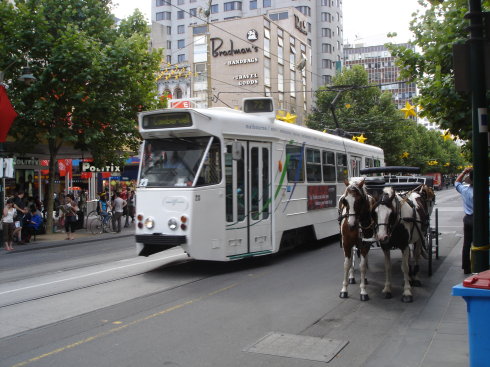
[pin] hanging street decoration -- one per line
(447, 136)
(360, 139)
(287, 117)
(409, 110)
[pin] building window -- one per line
(326, 32)
(326, 48)
(280, 50)
(306, 10)
(164, 15)
(292, 84)
(232, 5)
(326, 79)
(279, 16)
(177, 93)
(326, 64)
(267, 71)
(280, 78)
(292, 58)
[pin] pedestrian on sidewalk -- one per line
(119, 204)
(69, 211)
(131, 207)
(8, 225)
(466, 192)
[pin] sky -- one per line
(365, 21)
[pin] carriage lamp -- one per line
(149, 223)
(172, 224)
(183, 225)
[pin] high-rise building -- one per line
(381, 68)
(322, 26)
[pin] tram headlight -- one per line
(172, 224)
(149, 223)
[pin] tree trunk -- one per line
(53, 152)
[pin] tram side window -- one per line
(369, 162)
(342, 170)
(295, 166)
(328, 166)
(313, 165)
(211, 171)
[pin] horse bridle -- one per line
(345, 204)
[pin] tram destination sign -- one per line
(167, 120)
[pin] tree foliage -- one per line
(362, 108)
(430, 65)
(93, 76)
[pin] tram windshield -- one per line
(180, 162)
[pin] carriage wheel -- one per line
(429, 250)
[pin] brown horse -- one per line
(355, 224)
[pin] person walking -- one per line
(130, 210)
(466, 192)
(119, 204)
(69, 211)
(8, 226)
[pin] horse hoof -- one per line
(416, 283)
(407, 299)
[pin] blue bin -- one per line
(475, 290)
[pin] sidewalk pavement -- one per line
(81, 236)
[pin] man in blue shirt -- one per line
(467, 195)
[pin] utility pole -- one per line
(480, 247)
(207, 13)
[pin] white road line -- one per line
(85, 275)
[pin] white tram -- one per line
(226, 184)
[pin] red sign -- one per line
(180, 104)
(320, 197)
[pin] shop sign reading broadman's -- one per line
(217, 50)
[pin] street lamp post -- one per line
(480, 247)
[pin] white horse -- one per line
(398, 225)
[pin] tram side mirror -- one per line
(236, 151)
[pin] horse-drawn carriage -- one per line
(391, 209)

→ **Given request**: Rewrite every line of the records above as a JSON list of strings, one string per line. Skip blank lines and leave out the picture lines.

→ **Output**:
[
  "[pin] hanging street decoration -- one per line",
  "(447, 136)",
  "(360, 139)",
  "(287, 117)",
  "(409, 110)",
  "[pin] building window -- one per line",
  "(326, 32)",
  "(326, 48)",
  "(280, 50)",
  "(306, 10)",
  "(164, 15)",
  "(292, 84)",
  "(232, 5)",
  "(326, 79)",
  "(279, 16)",
  "(177, 93)",
  "(326, 64)",
  "(267, 71)",
  "(280, 78)",
  "(292, 58)",
  "[pin] pedestrian on sidewalk -- one per line",
  "(119, 204)",
  "(69, 211)",
  "(131, 207)",
  "(8, 225)",
  "(466, 192)",
  "[pin] sky -- one per line",
  "(365, 21)",
  "[pin] carriage lamp -- one per line",
  "(149, 223)",
  "(172, 224)",
  "(183, 225)",
  "[pin] high-rise building -- one per line",
  "(381, 68)",
  "(322, 26)",
  "[pin] tram headlight -- one per line",
  "(172, 224)",
  "(149, 223)",
  "[pin] tree trunk -- one per line",
  "(53, 152)",
  "[pin] tram side window -- one per line",
  "(369, 162)",
  "(342, 170)",
  "(295, 166)",
  "(328, 166)",
  "(313, 165)",
  "(211, 171)",
  "[pin] horse bridle -- one per line",
  "(345, 204)",
  "[pin] tram destination sign -- one per line",
  "(167, 120)",
  "[pin] tree foliage -- one per line",
  "(362, 108)",
  "(430, 65)",
  "(93, 76)",
  "[pin] tram windshield -- one per line",
  "(180, 162)",
  "[pin] carriage wheel -- one per line",
  "(429, 250)",
  "[pin] brown horse -- one per line",
  "(355, 224)",
  "[pin] person walking -- one per line",
  "(130, 210)",
  "(466, 192)",
  "(119, 204)",
  "(69, 211)",
  "(8, 226)",
  "[pin] horse hoof -- one per line",
  "(416, 283)",
  "(407, 299)",
  "[pin] blue bin -- one per line",
  "(475, 290)",
  "[pin] sidewalk pavement -- one per line",
  "(81, 236)",
  "[pin] man in blue shirt -- one per line",
  "(467, 195)",
  "[pin] utility pole -- one per line",
  "(480, 247)",
  "(207, 13)",
  "[pin] white road line -- one per line",
  "(85, 275)",
  "[pin] white tram -- one per line",
  "(226, 184)",
  "[pin] red sign -- one per line",
  "(180, 104)",
  "(320, 197)",
  "[pin] shop sign reading broadman's -- one per line",
  "(217, 50)",
  "[pin] street lamp post -- one per line",
  "(480, 247)",
  "[pin] white horse -- one per line",
  "(398, 225)",
  "[pin] tram side mirror -- one per line",
  "(236, 151)",
  "[pin] horse-drawn carriage -- one per line",
  "(391, 209)"
]